*Task directions*. Lines that include the string "scan" are the ones to copy from the entries below.

Phrase grounding data:
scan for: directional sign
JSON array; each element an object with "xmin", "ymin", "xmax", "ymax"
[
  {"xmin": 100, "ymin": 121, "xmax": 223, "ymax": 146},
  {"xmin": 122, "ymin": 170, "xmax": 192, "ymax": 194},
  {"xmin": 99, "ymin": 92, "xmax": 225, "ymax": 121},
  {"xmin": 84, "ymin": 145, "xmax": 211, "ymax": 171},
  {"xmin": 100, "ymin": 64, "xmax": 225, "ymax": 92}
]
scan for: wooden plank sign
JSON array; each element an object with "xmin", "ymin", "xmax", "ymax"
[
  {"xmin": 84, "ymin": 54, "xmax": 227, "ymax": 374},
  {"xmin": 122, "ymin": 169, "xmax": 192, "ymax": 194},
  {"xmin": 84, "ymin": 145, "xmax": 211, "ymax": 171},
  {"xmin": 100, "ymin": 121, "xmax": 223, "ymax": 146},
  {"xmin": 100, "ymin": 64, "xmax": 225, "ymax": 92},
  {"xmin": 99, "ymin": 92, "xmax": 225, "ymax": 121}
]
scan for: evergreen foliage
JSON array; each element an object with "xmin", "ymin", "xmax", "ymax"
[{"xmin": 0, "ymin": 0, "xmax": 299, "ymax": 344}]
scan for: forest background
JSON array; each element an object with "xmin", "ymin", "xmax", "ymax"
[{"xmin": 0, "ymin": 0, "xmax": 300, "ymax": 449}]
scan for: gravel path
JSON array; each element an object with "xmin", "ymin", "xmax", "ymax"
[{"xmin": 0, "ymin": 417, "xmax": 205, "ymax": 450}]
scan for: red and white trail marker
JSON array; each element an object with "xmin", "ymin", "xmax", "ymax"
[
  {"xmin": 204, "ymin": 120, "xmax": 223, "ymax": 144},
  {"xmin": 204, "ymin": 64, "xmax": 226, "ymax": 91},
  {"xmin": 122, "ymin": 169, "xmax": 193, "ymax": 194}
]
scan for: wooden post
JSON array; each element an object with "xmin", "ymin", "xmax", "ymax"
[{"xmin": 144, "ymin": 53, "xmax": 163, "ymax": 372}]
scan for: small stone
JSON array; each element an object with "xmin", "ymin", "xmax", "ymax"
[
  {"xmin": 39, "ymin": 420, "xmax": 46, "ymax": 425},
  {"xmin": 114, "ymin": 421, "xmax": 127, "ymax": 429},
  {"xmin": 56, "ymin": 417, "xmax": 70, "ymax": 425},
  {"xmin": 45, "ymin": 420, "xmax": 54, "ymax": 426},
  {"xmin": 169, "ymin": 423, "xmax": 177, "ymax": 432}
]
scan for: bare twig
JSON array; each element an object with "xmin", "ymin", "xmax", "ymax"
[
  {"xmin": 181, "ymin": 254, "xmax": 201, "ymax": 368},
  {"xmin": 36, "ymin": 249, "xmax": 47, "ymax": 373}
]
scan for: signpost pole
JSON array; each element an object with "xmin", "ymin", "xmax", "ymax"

*Task result*.
scan for: directional sign
scan for: wooden plank sign
scan for: evergreen foliage
scan for: forest background
scan for: gravel path
scan for: red and white trail marker
scan for: wooden post
scan for: small stone
scan for: bare twig
scan for: signpost pole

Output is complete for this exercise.